** PROVIDED MATERIAL **
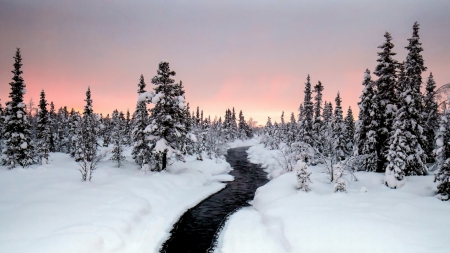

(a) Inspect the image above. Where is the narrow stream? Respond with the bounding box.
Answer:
[161,147,268,253]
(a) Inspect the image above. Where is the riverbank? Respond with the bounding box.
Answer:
[215,145,450,253]
[0,147,233,253]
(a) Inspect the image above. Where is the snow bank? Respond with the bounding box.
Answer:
[0,150,233,253]
[216,146,450,253]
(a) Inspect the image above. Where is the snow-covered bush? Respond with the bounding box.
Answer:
[295,161,312,192]
[333,162,347,192]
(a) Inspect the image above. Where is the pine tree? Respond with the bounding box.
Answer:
[344,107,355,155]
[2,48,34,169]
[111,109,125,168]
[36,90,51,164]
[131,75,151,168]
[373,32,398,172]
[123,109,132,146]
[75,87,100,181]
[434,110,450,201]
[385,61,427,188]
[302,75,314,146]
[146,62,190,171]
[333,92,346,161]
[313,81,324,152]
[423,73,439,162]
[67,108,81,157]
[404,22,433,175]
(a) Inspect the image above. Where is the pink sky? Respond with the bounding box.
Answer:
[0,0,450,125]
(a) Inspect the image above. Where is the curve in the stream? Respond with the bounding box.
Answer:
[161,147,268,253]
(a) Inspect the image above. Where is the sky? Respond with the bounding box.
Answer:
[0,0,450,125]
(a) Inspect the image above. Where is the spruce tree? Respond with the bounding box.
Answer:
[332,92,346,161]
[67,108,81,157]
[313,81,324,152]
[302,75,314,145]
[75,87,100,181]
[385,61,426,189]
[131,75,151,168]
[111,109,125,168]
[344,107,355,155]
[423,73,439,162]
[434,107,450,201]
[2,48,34,169]
[36,90,51,164]
[146,62,189,171]
[373,32,398,172]
[404,22,433,172]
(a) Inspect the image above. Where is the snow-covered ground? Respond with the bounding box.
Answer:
[0,150,233,253]
[216,145,450,253]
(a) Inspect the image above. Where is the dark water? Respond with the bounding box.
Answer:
[161,147,268,253]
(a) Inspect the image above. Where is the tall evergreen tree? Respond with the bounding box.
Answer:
[405,22,433,167]
[2,48,34,169]
[36,90,51,164]
[131,75,151,168]
[313,81,324,149]
[423,73,439,162]
[75,88,100,181]
[385,61,426,188]
[344,107,355,155]
[302,75,314,145]
[146,62,189,170]
[333,92,346,161]
[434,107,450,201]
[374,32,398,172]
[111,109,125,168]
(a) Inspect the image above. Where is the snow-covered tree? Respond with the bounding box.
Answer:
[131,75,151,168]
[145,62,190,171]
[295,161,312,192]
[344,107,355,155]
[2,48,34,169]
[75,88,101,181]
[333,161,347,192]
[36,90,51,164]
[302,75,314,145]
[332,92,347,161]
[434,110,450,201]
[423,73,439,162]
[385,61,427,188]
[313,81,324,152]
[373,32,398,171]
[67,108,81,157]
[111,109,126,168]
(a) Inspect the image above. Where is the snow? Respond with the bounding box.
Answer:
[215,145,450,253]
[0,149,233,253]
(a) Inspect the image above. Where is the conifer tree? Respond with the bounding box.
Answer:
[146,62,189,171]
[313,81,324,152]
[333,92,346,161]
[75,88,100,181]
[36,90,51,164]
[344,107,355,154]
[434,110,450,201]
[111,109,125,168]
[374,32,398,172]
[423,73,439,162]
[355,69,378,156]
[302,75,314,145]
[131,75,151,168]
[404,22,433,172]
[67,108,81,157]
[2,48,34,169]
[385,61,427,188]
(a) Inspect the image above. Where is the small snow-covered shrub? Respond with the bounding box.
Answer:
[333,162,347,192]
[295,161,312,192]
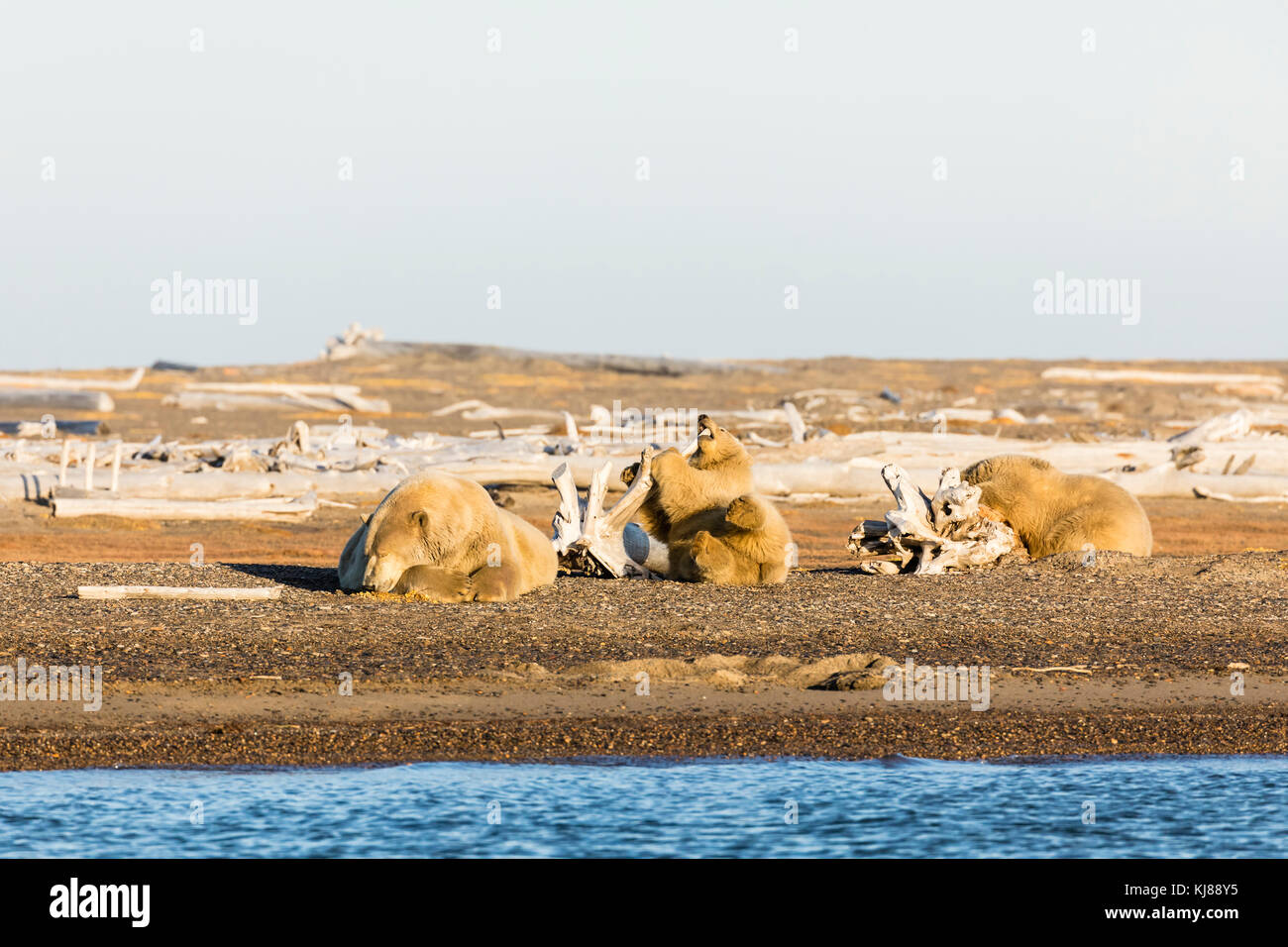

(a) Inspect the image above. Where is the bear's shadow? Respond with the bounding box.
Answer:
[224,562,340,591]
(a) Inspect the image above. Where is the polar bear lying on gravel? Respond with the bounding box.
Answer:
[962,454,1154,558]
[339,472,558,601]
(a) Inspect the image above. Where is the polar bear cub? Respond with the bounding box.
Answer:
[622,415,793,585]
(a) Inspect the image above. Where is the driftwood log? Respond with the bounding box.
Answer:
[49,487,318,522]
[76,585,282,601]
[849,464,1019,575]
[551,447,667,579]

** DESCRIPTION OF THE TASK **
Put every line of the records above into a Markdown table with the columns "Row" and "Line", numbering the rows in order. Leave out the pictures and any blank lines.

** OUTPUT OF THE EXERCISE **
| Row | Line |
|---|---|
| 1 | (a) Inspect the image above. Where is the narrow stream? Respond with the bounding box. |
| 2 | Answer: |
| 3 | [161,147,268,253] |
| 4 | (a) Inspect the image above. Where is the riverbank? Respond with the bounding box. |
| 5 | Answer: |
| 6 | [215,145,450,253] |
| 7 | [0,147,233,253] |
| 8 | (a) Inspect the image above. Where is the snow bank? Respond with the bounding box. |
| 9 | Answer: |
| 10 | [0,150,233,253] |
| 11 | [216,146,450,253] |
| 12 | (a) Inspect the image above. Where is the snow-covered bush? Respond with the bounding box. |
| 13 | Answer: |
| 14 | [295,161,312,192] |
| 15 | [333,162,347,192] |
| 16 | (a) Inspect the image above. Where is the pine tree? Respond with the bounding box. |
| 17 | Answer: |
| 18 | [344,107,355,155] |
| 19 | [2,48,34,169] |
| 20 | [111,109,125,168] |
| 21 | [36,90,51,164] |
| 22 | [131,75,151,168] |
| 23 | [373,32,398,172] |
| 24 | [123,109,132,146] |
| 25 | [75,87,100,181] |
| 26 | [434,110,450,201] |
| 27 | [385,61,427,188] |
| 28 | [302,75,314,146] |
| 29 | [146,62,190,171] |
| 30 | [333,92,346,161] |
| 31 | [313,81,324,152] |
| 32 | [423,73,439,162] |
| 33 | [67,108,81,157] |
| 34 | [404,22,433,175] |
| 35 | (a) Inspect the image above. Where is the pink sky? Respond with the bounding box. |
| 36 | Answer: |
| 37 | [0,0,450,125] |
| 38 | (a) Inspect the image above. Where is the curve in the stream? Respond with the bounding box. |
| 39 | Answer: |
| 40 | [161,147,268,253] |
| 41 | (a) Inspect the image above. Where is the sky? Respond with the bounding box. |
| 42 | Answer: |
| 43 | [0,0,450,125] |
| 44 | (a) Inspect the image above. Where is the spruce tree? Respond with the bounding box. |
| 45 | Answer: |
| 46 | [332,92,346,161] |
| 47 | [67,108,81,157] |
| 48 | [313,81,324,152] |
| 49 | [302,75,314,145] |
| 50 | [75,87,100,181] |
| 51 | [385,61,426,189] |
| 52 | [131,75,151,168] |
| 53 | [111,109,125,168] |
| 54 | [344,107,355,155] |
| 55 | [423,73,439,162] |
| 56 | [434,107,450,201] |
| 57 | [2,48,34,169] |
| 58 | [36,90,51,164] |
| 59 | [146,62,189,171] |
| 60 | [373,32,398,172] |
| 61 | [404,22,433,172] |
| 62 | (a) Inspect the image above. Where is the snow-covered ground? Respond with the bounding box. |
| 63 | Answer: |
| 64 | [0,150,233,253] |
| 65 | [216,145,450,253] |
| 66 | (a) Inspect the image above. Where is the dark water? Respond with the bounding box. |
| 67 | Answer: |
| 68 | [161,147,268,253] |
| 69 | (a) Inspect the image above. Where is the tall evergreen tree? Respond with the bounding box. |
| 70 | Answer: |
| 71 | [405,22,433,167] |
| 72 | [2,48,34,169] |
| 73 | [36,90,51,164] |
| 74 | [131,75,151,168] |
| 75 | [313,81,324,149] |
| 76 | [423,73,439,162] |
| 77 | [75,88,100,181] |
| 78 | [385,61,426,188] |
| 79 | [344,107,355,155] |
| 80 | [302,75,314,145] |
| 81 | [146,62,189,170] |
| 82 | [333,92,346,161] |
| 83 | [434,107,450,201] |
| 84 | [374,32,398,172] |
| 85 | [111,109,125,168] |
| 86 | (a) Inspect the image above. Where is the snow-covered tree? Respond with the bounding box. |
| 87 | Answer: |
| 88 | [131,75,151,168] |
| 89 | [145,62,190,171] |
| 90 | [295,161,312,192] |
| 91 | [344,107,355,155] |
| 92 | [2,48,34,169] |
| 93 | [75,88,101,181] |
| 94 | [333,161,347,192] |
| 95 | [36,90,51,164] |
| 96 | [302,75,314,145] |
| 97 | [332,92,347,161] |
| 98 | [434,110,450,201] |
| 99 | [423,73,439,162] |
| 100 | [385,61,427,188] |
| 101 | [313,81,324,152] |
| 102 | [373,32,398,171] |
| 103 | [67,108,81,157] |
| 104 | [111,109,126,168] |
| 105 | (a) Inspect the image above. Where is the snow? Respond with the bounding box. |
| 106 | Answer: |
| 107 | [215,145,450,253] |
| 108 | [0,149,233,253] |
| 109 | (a) Inspect the image above. Where is the conifer tree? Respond with the bounding box. |
| 110 | Answer: |
| 111 | [146,62,189,171] |
| 112 | [313,81,324,152] |
| 113 | [333,92,346,161] |
| 114 | [75,88,100,181] |
| 115 | [36,90,51,164] |
| 116 | [344,107,355,154] |
| 117 | [434,110,450,201] |
| 118 | [111,109,125,168] |
| 119 | [374,32,398,172] |
| 120 | [423,73,439,162] |
| 121 | [355,69,378,156] |
| 122 | [302,75,314,145] |
| 123 | [131,75,151,168] |
| 124 | [404,22,433,172] |
| 125 | [67,108,81,157] |
| 126 | [2,48,34,169] |
| 127 | [385,61,427,188] |
| 128 | (a) Inspect the image above. Where is the small snow-covered shrub? Respond with the bounding box. |
| 129 | Answer: |
| 130 | [333,162,347,192] |
| 131 | [295,161,312,192] |
| 132 | (a) Inspect the image above. Where is the bear's shadow? Respond with the bounding box. |
| 133 | Answer: |
| 134 | [224,562,340,591] |
| 135 | (a) Inspect the image above. Where is the polar bear lying on gravel? Respond with the bounding box. |
| 136 | Answer: |
| 137 | [962,454,1154,558] |
| 138 | [339,472,558,601] |
| 139 | (a) Inspect the image above. Where is the polar bear cub? Respond with the bounding box. |
| 140 | Answer: |
| 141 | [622,415,793,585] |
| 142 | (a) Inspect the image above. Where is the driftwood log? Respond with the bounding box. |
| 143 | Answer: |
| 144 | [49,487,318,522] |
| 145 | [76,585,282,601] |
| 146 | [849,464,1019,575] |
| 147 | [551,447,667,579] |